А Сергей Городецкий проницательно сообщал мне о крупных литературных событиях, — хотя в тот момент никто другой не только бы не назвал этих событий ‘крупными’, но и даже вообще ‘событиями’: ведь дело шло о не напечатанных, а только прочтенных на ‘средах’ коротких стихотворениях! Именно: Вячеслав Иванов написал классические терцины, обращенные к Сомову, художнику, в начале весны писавшему на ‘башне’ его портрет, и А.А. Блок написал ‘Незнакомку’ — Городецкий присылал текст обоих этих произведений, сам же Сергей Городецкий написал прелестную ‘Весну Монастырскую’ (‘Стоны, звоны, перезвоны…’).
Мы оба понимали, что недалеко то время, когда ‘Незнакомку’ будут все подростки заучивать наизусть, что она будет классической хрестоматийной вещью, честь нам и хвала за это, ибо в перспективе времен, в тот именно год, когда ‘Незнакомка’ родилась на свет, — она была в глазах ‘всех’ — и подростков и вообще читателей стихов — лишь махрово-декадентским, почти заумным, смехотворным произведением.
Я скомкаю описание конца той зимы. Продолжали бывать по воскресеньям кто у Федора Сологуба, а кто — у Розанова. Я бывал и там и тут, и о тех и о других ‘воскресеньях’ есть уже воспоминания. Хорошо изобразил вечера у Розанова Д.А. Лутохин, напечатавший свои воспоминания в 1922 году. Я их читал — и живо вставали поблекшие образы — большой, просторной квартиры во много комнат, негусто установленных мебелью, рождественской елки, на которой резвились дети Розанова и их знакомые, барышни и молодые люди, одна из барышень была красива, как сама Венера (вспоминает Д. Лутохин). У Розанова почти не читали своих литературных произведений, но обильно закусывали, долго засиживались за чайным столом, разговаривали, — говорил по большей части хозяин… Потом он вел всех или некоторых гостей в кабинет, — тоже очень просторный, тут было много стеклянных ящиков с аккуратно разложенными монетами: журналист по профессии, — в эту пору Розанов считал себя по призванию нумизматом, и ничем больше. Страсть к собиранию монет вытесняла в нем тогда все остальное. Но нужно сказать, он умел извлекать из этой нейтральной страсти лучшее для себя и для своих собеседников. Вытаскивая какую-нибудь монету или показывая пальцем на несколько их сразу в витрине, Розанов начинал объяснять особенности чеканки, по ним отскакивал к другим данным материальной культуры и таким образом за ушко как бы вытягивал на свет целый кусочек эпохи. Возможно, он и фантазировал немного, но во всяком случае почти всегда очень талантливо.

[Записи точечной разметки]
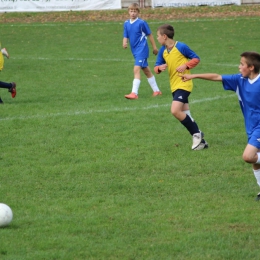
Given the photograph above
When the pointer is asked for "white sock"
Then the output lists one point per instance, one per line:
(187, 112)
(153, 84)
(136, 85)
(257, 176)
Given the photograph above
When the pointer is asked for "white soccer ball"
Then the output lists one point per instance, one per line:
(6, 215)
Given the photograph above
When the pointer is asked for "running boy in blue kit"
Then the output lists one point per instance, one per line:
(177, 57)
(246, 85)
(136, 31)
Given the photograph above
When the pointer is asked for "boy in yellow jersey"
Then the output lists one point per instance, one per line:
(178, 58)
(10, 86)
(136, 32)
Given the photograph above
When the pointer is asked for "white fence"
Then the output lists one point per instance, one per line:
(78, 5)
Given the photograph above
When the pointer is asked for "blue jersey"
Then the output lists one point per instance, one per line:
(179, 55)
(248, 92)
(137, 32)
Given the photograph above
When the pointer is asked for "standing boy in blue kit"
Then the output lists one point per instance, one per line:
(246, 85)
(136, 31)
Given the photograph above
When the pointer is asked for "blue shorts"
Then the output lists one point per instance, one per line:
(181, 95)
(143, 63)
(254, 138)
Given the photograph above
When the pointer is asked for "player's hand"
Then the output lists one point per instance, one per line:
(185, 77)
(155, 51)
(162, 67)
(182, 68)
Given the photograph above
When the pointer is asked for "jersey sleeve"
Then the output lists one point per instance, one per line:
(185, 50)
(159, 60)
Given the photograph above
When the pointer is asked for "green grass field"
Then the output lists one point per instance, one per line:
(91, 175)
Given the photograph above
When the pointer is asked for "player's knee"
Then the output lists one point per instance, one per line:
(247, 158)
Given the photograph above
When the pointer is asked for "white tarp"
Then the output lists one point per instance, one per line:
(57, 5)
(183, 3)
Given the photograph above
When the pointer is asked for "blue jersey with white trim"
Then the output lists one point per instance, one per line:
(137, 32)
(179, 55)
(248, 92)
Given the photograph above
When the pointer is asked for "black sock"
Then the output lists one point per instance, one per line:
(191, 126)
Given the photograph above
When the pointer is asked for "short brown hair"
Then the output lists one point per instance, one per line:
(167, 30)
(134, 6)
(252, 59)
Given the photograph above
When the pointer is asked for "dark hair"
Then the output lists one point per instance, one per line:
(167, 30)
(134, 6)
(252, 59)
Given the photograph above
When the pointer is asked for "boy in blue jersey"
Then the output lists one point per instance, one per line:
(10, 86)
(136, 31)
(246, 85)
(177, 57)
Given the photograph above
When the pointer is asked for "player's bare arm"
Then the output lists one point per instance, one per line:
(206, 76)
(125, 41)
(155, 50)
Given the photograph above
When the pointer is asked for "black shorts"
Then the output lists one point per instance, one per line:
(181, 95)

* Условия задания
A - Кому, согласно исходному тексту, были обращены терцины Вячеслава Иванова?
B - Почему, как объясняет исходный текст, в то время никто другой не назвал бы упомянутые события крупными или вообще событиями?

* Итоговые ответы
A - Художнику Сомову.

B - Речь шла о коротких стихотворениях, которые ещё не были напечатаны, а только прочитаны на «средах».